STATED PROBLEM – Copy each of the lines below character for character, leaving out the pictures.

DATASET ROWS –

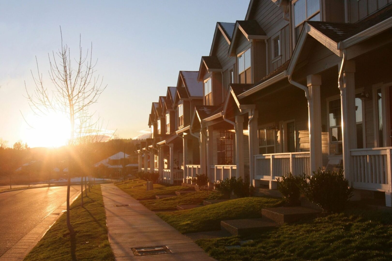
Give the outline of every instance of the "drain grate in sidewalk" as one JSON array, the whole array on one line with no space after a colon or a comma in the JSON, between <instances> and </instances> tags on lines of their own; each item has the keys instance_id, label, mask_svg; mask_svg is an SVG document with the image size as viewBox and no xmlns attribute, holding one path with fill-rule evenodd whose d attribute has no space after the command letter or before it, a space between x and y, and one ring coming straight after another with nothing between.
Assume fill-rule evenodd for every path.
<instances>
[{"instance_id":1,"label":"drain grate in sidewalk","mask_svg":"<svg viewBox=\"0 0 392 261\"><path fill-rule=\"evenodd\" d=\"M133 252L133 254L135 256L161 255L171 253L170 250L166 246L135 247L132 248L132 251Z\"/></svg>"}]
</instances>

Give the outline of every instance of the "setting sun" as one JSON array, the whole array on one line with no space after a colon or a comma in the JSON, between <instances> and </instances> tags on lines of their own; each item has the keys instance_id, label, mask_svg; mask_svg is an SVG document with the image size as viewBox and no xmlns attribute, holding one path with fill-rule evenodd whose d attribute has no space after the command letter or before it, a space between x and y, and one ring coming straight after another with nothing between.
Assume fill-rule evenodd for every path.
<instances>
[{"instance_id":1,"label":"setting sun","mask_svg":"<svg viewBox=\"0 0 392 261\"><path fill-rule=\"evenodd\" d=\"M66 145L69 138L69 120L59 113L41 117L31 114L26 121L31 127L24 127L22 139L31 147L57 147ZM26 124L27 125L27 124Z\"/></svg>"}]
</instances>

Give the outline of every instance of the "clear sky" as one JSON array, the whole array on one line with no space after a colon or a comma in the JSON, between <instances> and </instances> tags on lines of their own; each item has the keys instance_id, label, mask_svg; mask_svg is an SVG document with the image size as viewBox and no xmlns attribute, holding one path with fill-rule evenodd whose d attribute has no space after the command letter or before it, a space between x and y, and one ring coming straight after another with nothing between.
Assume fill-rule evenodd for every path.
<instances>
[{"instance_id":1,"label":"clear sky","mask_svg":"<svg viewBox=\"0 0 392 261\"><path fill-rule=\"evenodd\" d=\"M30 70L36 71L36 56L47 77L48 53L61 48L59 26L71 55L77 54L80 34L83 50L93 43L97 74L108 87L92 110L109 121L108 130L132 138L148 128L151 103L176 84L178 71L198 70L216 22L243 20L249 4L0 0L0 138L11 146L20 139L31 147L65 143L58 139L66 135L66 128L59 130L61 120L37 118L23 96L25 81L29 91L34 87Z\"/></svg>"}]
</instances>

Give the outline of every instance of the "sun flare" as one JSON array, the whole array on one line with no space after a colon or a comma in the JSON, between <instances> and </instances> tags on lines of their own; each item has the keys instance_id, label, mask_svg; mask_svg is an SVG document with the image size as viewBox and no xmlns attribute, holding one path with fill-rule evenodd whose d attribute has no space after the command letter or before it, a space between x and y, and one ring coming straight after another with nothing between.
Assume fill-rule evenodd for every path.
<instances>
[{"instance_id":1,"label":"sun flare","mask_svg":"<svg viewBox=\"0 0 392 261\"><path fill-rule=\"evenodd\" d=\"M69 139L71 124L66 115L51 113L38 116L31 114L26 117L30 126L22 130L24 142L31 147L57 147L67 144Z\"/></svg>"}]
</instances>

EXERCISE ANSWER –
Give the outline of every instance of the "drain grate in sidewalk" as one JSON array, the whole array on one line with no space after a colon or a comma in the JSON, between <instances> and </instances> tags on lines of their own; each item has the keys instance_id, label, mask_svg; mask_svg is an SVG document with the image size as viewBox and no xmlns attribute, holding one path with fill-rule evenodd whose d attribute has no space after the command letter or before it, a space between x and y, and one ring coming straight after another with nothing between.
Assume fill-rule evenodd for every path.
<instances>
[{"instance_id":1,"label":"drain grate in sidewalk","mask_svg":"<svg viewBox=\"0 0 392 261\"><path fill-rule=\"evenodd\" d=\"M133 252L133 254L135 256L161 255L171 253L170 250L166 246L135 247L132 248L132 251Z\"/></svg>"}]
</instances>

Give the outline of every instance of the "setting sun" as one JSON array, the whole array on one line with no space after a colon or a comma in the JSON, between <instances> and </instances> tags on lines of their own; each item has the keys instance_id, label, mask_svg; mask_svg is an SVG document with the image size as viewBox and no xmlns attribute, holding one path with fill-rule evenodd whose d attribute has no space after the command letter or before it, a space between x and y, and one ring coming straight after another with nothing between.
Assume fill-rule evenodd for every path.
<instances>
[{"instance_id":1,"label":"setting sun","mask_svg":"<svg viewBox=\"0 0 392 261\"><path fill-rule=\"evenodd\" d=\"M66 145L69 138L69 120L59 113L41 117L31 114L26 121L31 127L24 127L22 139L31 147L57 147ZM26 124L27 125L27 124Z\"/></svg>"}]
</instances>

Give the outline of every instance of the "clear sky" as one JSON array, the whole array on one line with no space after a colon or a comma in the JSON, between <instances> and </instances> tags on lines of their own; each item has the keys instance_id, label, mask_svg; mask_svg is an SVG document with the image size as viewBox and no xmlns attribute, holding one path with fill-rule evenodd whose d attribute has no space after the command letter or before it, a space between x and y, and one ring coming straight after another with nothing between.
Assume fill-rule evenodd for every path.
<instances>
[{"instance_id":1,"label":"clear sky","mask_svg":"<svg viewBox=\"0 0 392 261\"><path fill-rule=\"evenodd\" d=\"M30 70L36 71L36 56L47 77L48 53L61 48L59 26L71 55L77 54L80 34L83 50L93 43L97 74L108 87L92 110L109 121L108 130L132 138L148 128L151 103L176 84L178 71L198 70L216 22L243 20L249 4L0 0L0 138L11 146L20 139L31 147L65 143L58 139L66 135L66 128L59 130L61 120L37 118L23 96L25 81L29 91L34 87Z\"/></svg>"}]
</instances>

Give the outline of every instance of the "sun flare" as one JSON array, the whole array on one line with no space after a colon or a comma in the JSON, between <instances> and </instances> tags on lines of their own; each item has the keys instance_id, label, mask_svg; mask_svg is an SVG document with the image size as viewBox and no xmlns attribute, holding one path with fill-rule evenodd whose d attribute has no space after the command letter or before it, a space between x and y, and one ring coming straight after another with nothing between.
Assume fill-rule evenodd for every path.
<instances>
[{"instance_id":1,"label":"sun flare","mask_svg":"<svg viewBox=\"0 0 392 261\"><path fill-rule=\"evenodd\" d=\"M69 139L71 124L66 115L51 113L38 116L31 114L26 117L30 126L22 130L24 142L31 147L57 147L67 144Z\"/></svg>"}]
</instances>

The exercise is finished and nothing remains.